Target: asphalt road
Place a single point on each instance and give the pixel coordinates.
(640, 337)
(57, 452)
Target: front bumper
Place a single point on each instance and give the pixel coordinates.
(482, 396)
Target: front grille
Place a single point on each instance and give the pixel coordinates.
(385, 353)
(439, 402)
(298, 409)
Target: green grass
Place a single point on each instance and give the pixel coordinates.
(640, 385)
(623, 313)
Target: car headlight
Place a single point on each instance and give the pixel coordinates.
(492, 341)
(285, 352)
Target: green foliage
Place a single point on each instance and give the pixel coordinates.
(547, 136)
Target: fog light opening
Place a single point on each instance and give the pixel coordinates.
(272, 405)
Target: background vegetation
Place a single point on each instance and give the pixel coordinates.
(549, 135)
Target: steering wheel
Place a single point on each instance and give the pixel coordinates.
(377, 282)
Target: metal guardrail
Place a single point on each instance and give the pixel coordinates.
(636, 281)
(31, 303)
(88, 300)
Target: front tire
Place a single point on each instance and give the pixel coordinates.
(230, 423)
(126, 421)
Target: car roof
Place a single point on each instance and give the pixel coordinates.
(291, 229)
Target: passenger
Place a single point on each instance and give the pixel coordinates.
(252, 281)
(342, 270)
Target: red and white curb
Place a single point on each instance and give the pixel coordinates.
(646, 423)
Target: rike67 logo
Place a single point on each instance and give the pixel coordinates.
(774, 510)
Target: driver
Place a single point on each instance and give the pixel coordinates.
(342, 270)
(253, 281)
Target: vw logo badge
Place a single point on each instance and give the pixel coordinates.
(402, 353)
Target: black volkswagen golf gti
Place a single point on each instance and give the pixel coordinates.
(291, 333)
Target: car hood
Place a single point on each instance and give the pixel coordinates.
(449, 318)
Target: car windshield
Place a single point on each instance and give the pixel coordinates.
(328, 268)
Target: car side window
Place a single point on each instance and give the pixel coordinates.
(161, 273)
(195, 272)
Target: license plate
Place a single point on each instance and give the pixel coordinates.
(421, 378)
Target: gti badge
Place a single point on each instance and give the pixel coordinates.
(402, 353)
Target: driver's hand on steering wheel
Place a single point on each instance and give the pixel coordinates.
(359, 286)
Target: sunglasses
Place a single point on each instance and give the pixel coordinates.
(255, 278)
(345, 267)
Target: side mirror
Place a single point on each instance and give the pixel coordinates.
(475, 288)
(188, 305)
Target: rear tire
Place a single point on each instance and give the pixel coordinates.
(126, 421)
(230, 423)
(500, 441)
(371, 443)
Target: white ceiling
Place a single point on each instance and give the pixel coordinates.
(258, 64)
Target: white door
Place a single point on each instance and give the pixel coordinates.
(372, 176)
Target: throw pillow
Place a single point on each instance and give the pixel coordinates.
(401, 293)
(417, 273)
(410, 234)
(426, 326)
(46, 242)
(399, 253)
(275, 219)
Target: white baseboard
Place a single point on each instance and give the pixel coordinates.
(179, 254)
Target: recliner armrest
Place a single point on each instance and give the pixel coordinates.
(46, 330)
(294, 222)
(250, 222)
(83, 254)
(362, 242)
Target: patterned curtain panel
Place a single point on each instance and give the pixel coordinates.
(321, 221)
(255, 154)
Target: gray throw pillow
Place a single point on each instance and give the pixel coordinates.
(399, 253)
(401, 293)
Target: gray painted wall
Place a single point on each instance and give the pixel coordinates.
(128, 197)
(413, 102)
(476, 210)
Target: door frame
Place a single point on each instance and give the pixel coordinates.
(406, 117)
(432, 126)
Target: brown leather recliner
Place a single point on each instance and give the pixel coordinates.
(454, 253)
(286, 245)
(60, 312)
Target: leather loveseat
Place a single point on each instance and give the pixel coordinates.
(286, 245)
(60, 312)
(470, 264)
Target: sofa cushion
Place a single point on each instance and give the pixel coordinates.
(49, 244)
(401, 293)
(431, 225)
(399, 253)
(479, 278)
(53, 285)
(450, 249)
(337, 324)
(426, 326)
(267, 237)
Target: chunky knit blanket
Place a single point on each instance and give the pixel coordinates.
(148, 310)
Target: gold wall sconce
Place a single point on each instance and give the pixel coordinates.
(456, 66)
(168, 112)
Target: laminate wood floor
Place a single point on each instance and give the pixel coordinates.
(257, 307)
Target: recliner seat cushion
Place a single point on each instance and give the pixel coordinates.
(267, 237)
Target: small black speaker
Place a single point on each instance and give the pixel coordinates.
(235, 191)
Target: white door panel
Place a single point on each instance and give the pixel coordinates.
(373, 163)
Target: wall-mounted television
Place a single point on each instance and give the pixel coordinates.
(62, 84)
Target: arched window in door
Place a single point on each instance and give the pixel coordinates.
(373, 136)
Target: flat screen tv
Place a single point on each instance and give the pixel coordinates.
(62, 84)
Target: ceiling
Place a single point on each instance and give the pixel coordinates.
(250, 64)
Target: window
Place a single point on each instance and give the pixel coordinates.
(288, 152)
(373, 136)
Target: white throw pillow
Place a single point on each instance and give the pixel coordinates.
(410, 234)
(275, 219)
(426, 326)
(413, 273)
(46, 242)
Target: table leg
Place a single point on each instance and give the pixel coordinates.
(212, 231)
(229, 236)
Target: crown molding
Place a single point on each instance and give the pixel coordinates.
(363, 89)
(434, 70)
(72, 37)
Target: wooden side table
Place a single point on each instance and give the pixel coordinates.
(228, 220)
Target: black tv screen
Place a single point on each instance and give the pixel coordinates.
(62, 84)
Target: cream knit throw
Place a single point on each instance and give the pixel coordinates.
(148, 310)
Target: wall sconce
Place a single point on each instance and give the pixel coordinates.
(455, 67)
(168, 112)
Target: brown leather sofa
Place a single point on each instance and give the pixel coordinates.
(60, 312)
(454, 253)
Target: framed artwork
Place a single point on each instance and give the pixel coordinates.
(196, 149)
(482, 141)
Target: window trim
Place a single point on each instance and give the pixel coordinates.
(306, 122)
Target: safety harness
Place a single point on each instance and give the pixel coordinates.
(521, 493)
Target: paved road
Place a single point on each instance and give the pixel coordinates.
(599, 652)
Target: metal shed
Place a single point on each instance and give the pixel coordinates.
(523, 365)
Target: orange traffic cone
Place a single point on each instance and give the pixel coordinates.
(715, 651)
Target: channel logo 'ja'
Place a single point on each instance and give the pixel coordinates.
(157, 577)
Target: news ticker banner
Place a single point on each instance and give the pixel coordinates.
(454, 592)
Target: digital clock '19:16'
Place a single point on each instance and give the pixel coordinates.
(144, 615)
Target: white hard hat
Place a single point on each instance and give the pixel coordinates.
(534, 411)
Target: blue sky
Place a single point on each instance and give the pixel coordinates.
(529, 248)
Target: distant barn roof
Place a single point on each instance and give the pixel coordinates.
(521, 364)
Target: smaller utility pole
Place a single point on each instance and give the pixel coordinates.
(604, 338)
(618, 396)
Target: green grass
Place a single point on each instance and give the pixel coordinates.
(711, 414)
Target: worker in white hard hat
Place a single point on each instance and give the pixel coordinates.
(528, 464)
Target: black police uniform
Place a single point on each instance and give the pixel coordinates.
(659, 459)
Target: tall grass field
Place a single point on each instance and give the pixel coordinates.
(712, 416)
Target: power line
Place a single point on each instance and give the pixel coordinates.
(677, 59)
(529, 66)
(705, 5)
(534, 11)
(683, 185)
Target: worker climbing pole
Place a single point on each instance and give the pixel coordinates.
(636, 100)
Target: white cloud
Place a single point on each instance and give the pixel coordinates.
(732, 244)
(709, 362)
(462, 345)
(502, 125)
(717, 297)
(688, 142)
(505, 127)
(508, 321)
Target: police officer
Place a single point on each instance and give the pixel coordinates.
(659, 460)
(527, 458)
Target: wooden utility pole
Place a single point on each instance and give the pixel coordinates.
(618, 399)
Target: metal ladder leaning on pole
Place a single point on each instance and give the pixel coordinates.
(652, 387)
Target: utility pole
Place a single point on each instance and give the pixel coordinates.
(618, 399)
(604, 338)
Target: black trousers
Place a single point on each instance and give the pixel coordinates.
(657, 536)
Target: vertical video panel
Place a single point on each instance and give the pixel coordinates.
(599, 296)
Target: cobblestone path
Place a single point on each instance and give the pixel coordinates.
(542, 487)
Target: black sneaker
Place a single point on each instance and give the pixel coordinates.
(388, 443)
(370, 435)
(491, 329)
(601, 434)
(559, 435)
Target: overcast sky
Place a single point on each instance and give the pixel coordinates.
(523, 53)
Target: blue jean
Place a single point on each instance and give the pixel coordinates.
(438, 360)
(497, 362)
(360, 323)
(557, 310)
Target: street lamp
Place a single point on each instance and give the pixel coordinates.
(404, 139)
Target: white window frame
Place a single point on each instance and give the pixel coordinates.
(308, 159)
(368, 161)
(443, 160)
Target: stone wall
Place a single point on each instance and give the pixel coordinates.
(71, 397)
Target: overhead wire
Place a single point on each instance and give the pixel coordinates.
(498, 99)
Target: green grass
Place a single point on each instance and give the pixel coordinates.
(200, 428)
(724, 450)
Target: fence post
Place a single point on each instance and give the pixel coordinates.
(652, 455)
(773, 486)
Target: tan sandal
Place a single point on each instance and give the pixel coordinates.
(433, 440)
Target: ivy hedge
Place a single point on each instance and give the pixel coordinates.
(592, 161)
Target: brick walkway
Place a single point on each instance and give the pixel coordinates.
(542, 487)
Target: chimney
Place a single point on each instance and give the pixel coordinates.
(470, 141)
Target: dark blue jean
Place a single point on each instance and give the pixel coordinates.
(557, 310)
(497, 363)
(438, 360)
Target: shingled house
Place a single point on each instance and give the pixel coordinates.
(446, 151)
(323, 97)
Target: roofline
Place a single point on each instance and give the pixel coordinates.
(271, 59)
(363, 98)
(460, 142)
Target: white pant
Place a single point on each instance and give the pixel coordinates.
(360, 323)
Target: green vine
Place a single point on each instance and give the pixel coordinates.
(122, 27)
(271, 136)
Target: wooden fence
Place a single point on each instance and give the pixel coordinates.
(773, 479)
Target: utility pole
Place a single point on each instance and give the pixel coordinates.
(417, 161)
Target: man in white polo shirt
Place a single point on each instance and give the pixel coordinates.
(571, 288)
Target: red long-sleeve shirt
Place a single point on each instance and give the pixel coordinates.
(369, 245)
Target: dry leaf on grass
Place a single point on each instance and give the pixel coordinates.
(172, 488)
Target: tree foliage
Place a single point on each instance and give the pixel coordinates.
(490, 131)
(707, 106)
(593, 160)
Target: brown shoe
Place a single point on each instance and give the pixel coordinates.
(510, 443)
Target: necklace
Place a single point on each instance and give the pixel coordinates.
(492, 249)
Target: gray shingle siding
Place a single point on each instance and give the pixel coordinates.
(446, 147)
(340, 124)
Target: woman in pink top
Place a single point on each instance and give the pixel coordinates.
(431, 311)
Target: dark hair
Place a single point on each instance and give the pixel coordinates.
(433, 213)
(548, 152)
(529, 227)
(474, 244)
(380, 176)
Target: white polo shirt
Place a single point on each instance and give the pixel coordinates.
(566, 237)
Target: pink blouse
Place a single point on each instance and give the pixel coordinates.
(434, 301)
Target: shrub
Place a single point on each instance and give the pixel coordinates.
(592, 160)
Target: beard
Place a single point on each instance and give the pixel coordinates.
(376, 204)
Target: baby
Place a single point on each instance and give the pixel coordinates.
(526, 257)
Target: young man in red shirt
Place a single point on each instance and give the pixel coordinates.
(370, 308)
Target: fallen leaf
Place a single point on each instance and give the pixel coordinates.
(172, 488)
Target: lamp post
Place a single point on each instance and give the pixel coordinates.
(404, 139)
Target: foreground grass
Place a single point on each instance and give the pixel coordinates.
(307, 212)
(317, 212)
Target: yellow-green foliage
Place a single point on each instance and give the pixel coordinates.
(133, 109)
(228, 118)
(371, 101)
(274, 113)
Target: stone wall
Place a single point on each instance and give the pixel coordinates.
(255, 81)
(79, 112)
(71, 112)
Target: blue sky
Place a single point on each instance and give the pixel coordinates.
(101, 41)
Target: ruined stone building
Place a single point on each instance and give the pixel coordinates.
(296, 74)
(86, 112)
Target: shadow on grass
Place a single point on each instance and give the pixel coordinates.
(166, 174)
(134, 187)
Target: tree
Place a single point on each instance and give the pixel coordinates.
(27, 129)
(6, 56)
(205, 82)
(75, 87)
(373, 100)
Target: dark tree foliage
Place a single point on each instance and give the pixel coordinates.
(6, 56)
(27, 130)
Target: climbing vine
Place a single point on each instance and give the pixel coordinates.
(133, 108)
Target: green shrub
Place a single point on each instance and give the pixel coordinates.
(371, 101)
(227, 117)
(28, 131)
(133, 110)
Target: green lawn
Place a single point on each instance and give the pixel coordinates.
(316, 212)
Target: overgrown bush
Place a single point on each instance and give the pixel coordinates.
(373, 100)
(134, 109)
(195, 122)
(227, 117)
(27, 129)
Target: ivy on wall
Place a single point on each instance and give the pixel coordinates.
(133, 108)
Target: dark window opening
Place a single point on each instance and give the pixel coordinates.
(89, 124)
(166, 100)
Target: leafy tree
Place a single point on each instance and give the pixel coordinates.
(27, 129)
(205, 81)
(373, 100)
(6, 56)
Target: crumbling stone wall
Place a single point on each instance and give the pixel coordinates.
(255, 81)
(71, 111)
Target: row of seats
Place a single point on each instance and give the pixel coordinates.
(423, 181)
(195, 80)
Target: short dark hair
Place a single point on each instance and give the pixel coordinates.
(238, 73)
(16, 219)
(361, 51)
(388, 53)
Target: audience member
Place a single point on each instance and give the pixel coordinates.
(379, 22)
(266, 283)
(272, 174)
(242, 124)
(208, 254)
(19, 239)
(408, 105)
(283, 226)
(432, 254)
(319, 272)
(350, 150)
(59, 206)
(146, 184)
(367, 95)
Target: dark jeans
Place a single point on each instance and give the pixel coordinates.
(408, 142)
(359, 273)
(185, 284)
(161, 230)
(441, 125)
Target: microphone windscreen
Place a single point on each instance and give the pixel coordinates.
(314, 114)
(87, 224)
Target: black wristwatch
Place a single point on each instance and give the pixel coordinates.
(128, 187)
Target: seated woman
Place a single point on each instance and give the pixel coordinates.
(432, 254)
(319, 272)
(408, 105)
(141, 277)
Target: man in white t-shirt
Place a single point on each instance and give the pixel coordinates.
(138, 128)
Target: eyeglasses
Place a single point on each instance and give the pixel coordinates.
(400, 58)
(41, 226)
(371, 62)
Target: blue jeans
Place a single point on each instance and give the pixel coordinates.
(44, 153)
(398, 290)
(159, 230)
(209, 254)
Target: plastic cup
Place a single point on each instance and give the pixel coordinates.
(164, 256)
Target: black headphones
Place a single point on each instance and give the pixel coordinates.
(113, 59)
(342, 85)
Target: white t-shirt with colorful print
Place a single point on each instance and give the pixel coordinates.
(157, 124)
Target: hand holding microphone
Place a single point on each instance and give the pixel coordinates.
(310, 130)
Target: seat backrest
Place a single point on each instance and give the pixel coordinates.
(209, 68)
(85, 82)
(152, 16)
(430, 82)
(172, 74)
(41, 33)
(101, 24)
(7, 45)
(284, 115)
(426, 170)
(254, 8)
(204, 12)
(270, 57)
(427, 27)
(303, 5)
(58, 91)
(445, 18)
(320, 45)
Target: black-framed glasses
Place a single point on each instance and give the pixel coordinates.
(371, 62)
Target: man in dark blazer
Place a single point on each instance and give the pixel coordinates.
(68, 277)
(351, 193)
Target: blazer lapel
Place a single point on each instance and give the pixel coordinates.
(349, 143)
○ ○ ○ ○
Look above for the line that holds "Target: man in white t-shirt", then copy it and each line after it exactly, through the last line of the data.

• Output:
Target: man in white t-shirt
Place a single point on each instance and give the pixel coordinates.
(138, 128)
Target: eyeglasses
Place a single point on each instance and give the pixel coordinates.
(400, 58)
(41, 226)
(371, 62)
Target: blue jeans
Place a single point on each instance and give the pixel coordinates.
(44, 153)
(398, 290)
(159, 230)
(209, 254)
Target: plastic cup
Place a single point on each instance and give the pixel coordinates.
(164, 256)
Target: black headphones
Place a single point on each instance and give the pixel coordinates.
(113, 59)
(342, 85)
Target: white t-shirt with colorful print
Place a single point on each instance and give the pixel coordinates.
(157, 124)
Target: hand holding microphone
Place a single point on each instance and give the pixel coordinates.
(310, 130)
Target: seat backrest
Place a single point on each instance and give the pixel coordinates.
(209, 68)
(85, 82)
(152, 16)
(430, 82)
(172, 74)
(41, 33)
(101, 24)
(7, 45)
(284, 115)
(426, 170)
(254, 8)
(204, 12)
(270, 57)
(427, 27)
(303, 5)
(58, 91)
(445, 18)
(320, 45)
Target: black-framed glasses
Place a single point on each instance and give the pixel coordinates.
(371, 62)
Target: man in dark blazer
Place a single point on each instance and give the pixel coordinates.
(68, 277)
(351, 193)
Target: blazer lapel
Place a single point on each instance and give the pixel coordinates.
(349, 143)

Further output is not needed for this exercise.